--- What is required ---
Retyping the records exactly is the whole task.

--- Records to process ---
.....
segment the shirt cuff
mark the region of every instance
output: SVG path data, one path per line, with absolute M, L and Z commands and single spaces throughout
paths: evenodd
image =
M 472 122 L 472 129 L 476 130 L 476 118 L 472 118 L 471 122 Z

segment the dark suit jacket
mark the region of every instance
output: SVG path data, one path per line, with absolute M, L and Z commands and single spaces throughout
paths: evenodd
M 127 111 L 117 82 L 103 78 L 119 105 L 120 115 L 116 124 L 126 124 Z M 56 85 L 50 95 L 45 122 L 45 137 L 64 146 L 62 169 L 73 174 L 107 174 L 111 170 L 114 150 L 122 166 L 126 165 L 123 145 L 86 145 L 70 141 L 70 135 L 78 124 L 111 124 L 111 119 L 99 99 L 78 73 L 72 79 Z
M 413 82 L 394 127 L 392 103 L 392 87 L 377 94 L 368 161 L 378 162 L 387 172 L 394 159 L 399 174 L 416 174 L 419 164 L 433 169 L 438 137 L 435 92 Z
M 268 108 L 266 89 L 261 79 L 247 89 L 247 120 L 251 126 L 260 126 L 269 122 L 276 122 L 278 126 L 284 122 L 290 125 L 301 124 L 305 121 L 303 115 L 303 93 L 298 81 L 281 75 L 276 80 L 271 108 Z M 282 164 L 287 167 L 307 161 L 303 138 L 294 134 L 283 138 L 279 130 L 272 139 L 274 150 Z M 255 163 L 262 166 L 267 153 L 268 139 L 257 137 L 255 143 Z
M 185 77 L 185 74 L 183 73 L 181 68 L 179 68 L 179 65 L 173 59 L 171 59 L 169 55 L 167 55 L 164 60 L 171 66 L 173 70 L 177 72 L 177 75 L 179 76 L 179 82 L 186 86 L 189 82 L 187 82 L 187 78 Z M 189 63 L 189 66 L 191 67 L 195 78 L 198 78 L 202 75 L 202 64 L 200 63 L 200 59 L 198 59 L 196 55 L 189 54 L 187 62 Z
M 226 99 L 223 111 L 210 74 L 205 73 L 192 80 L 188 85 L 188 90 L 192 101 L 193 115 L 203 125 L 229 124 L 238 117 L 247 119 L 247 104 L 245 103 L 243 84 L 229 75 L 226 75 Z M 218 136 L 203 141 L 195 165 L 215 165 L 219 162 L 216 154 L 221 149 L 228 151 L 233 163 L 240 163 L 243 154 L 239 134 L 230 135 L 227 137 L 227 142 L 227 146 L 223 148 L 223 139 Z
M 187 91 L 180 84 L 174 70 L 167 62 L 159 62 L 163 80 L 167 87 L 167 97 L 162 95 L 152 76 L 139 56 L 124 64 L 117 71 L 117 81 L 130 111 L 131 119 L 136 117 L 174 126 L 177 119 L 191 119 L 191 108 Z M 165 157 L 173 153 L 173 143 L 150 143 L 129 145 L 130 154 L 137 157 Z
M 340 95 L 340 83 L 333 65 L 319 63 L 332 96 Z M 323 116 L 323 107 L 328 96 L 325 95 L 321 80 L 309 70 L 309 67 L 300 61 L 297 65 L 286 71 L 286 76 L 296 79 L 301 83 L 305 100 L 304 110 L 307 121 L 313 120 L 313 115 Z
.....
--- Exercise solution ---
segment the shirt cuff
mark the region of every instance
output: SVG path data, one path per line, with absolute M, L and Z commands and single spaces throughout
paths: evenodd
image =
M 472 122 L 472 129 L 476 130 L 476 118 L 472 118 L 471 122 Z

segment the dark suit jacket
mark the region of every instance
output: SVG path data, one path per line, with absolute M, L and Z commands and single spaces throughout
paths: evenodd
M 127 111 L 117 82 L 103 78 L 119 105 L 120 115 L 116 124 L 126 124 Z M 56 85 L 50 95 L 45 122 L 45 137 L 64 146 L 62 169 L 73 174 L 107 174 L 111 170 L 114 150 L 122 166 L 126 165 L 123 145 L 86 145 L 70 141 L 70 135 L 78 124 L 111 124 L 111 119 L 99 99 L 78 73 L 72 79 Z
M 413 82 L 394 127 L 392 103 L 392 87 L 377 94 L 368 161 L 378 162 L 387 172 L 394 159 L 399 174 L 416 174 L 419 164 L 433 169 L 438 137 L 435 92 Z
M 268 108 L 266 89 L 261 79 L 247 89 L 247 120 L 251 126 L 260 126 L 269 122 L 276 122 L 278 126 L 284 122 L 290 125 L 301 124 L 305 121 L 303 115 L 303 93 L 298 81 L 281 75 L 276 80 L 271 108 Z M 282 164 L 287 167 L 307 161 L 303 138 L 294 134 L 283 138 L 279 130 L 272 139 L 274 150 Z M 255 163 L 262 166 L 267 153 L 268 139 L 257 137 L 255 143 Z
M 185 77 L 185 74 L 183 73 L 181 68 L 179 68 L 179 65 L 173 59 L 171 59 L 169 55 L 167 55 L 164 60 L 171 66 L 173 70 L 177 72 L 177 75 L 179 76 L 179 82 L 186 86 L 189 82 L 187 82 L 187 78 Z M 189 63 L 189 66 L 191 67 L 195 78 L 198 78 L 202 75 L 202 64 L 200 63 L 200 59 L 198 59 L 196 55 L 189 54 L 187 62 Z
M 226 99 L 223 111 L 210 74 L 205 73 L 192 80 L 188 85 L 188 90 L 192 101 L 193 115 L 203 125 L 229 124 L 238 117 L 247 119 L 247 104 L 245 103 L 243 84 L 229 75 L 226 75 Z M 218 136 L 203 141 L 195 165 L 215 165 L 219 162 L 216 154 L 221 149 L 228 151 L 233 163 L 240 163 L 243 154 L 239 134 L 230 135 L 227 137 L 227 142 L 227 146 L 223 148 L 223 139 Z
M 187 91 L 180 84 L 174 70 L 167 62 L 159 62 L 163 80 L 167 87 L 167 97 L 162 95 L 152 76 L 139 56 L 124 64 L 117 71 L 117 81 L 130 111 L 131 119 L 136 117 L 174 126 L 177 119 L 191 119 L 191 108 Z M 165 157 L 173 153 L 173 143 L 150 143 L 129 145 L 130 154 L 137 157 Z
M 340 95 L 340 83 L 333 65 L 319 63 L 332 96 Z M 323 116 L 323 107 L 328 96 L 325 95 L 321 80 L 309 70 L 309 67 L 300 61 L 297 65 L 286 71 L 286 76 L 296 79 L 301 83 L 305 100 L 304 110 L 307 121 L 313 120 L 313 115 Z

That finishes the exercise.